Records supplied:
=== Section Start ===

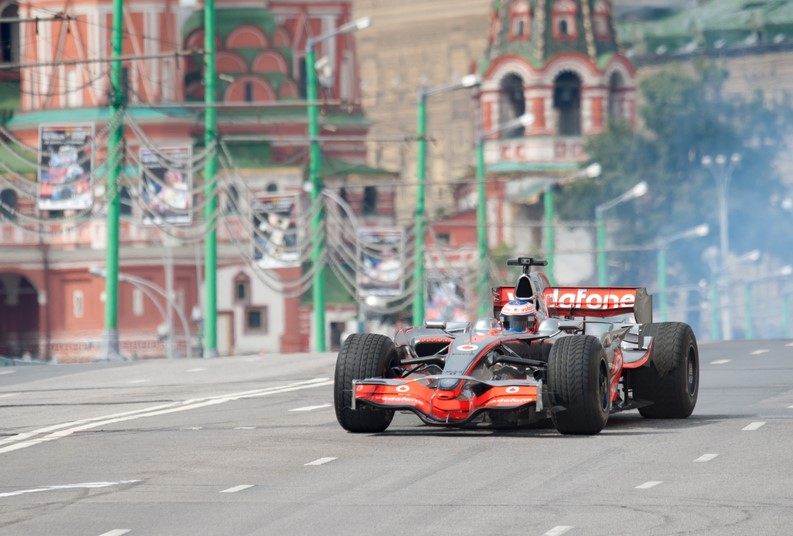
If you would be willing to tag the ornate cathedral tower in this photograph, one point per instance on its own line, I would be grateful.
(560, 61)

=== Section End ===
=== Section Start ===

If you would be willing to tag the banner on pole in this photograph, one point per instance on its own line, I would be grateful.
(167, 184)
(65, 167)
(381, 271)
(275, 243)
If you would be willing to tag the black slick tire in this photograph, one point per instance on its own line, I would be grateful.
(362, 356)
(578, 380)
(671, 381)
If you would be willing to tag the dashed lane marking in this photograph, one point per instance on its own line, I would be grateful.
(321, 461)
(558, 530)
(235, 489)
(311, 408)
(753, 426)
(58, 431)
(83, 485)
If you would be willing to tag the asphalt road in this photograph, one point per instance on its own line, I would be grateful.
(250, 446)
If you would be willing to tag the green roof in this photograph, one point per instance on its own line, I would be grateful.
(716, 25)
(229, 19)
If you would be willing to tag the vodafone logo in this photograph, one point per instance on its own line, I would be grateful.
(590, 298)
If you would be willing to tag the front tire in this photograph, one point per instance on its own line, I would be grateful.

=== Section End ===
=== Section Start ===

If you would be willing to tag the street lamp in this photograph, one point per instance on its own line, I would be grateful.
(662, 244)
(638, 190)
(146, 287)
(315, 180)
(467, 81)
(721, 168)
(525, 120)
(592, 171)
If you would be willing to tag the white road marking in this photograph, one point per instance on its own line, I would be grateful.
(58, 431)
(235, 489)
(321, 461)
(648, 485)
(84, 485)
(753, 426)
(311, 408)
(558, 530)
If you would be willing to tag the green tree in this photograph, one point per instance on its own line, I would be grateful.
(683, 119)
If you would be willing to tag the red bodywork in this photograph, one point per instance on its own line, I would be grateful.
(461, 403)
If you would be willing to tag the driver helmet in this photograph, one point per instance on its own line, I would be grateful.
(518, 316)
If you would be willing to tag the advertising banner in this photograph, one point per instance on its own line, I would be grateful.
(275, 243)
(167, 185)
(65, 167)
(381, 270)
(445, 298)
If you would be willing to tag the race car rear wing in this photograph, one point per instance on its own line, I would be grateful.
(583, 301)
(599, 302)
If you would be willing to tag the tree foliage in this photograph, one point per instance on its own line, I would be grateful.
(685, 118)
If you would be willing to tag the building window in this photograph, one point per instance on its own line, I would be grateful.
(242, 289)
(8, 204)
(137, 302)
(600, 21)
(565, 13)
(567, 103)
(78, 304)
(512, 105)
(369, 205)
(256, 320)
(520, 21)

=== Section End ===

To do: Retype exactly the lines above, from the one with "If you would be willing to tag the green roof" through the one with "If you would be willing to tag the front", inclusive.

Your response:
If you would be willing to tag the green roof in this photograph, one point per instance on its own line, I would be grateful.
(716, 25)
(229, 19)
If you would be willing to tag the vodafone logo in this photograph, one point per instance on its own line, I would be grateful.
(590, 298)
If you would be willing to tag the front tire in this photograph, one point per instance on its own line, I would be grateful.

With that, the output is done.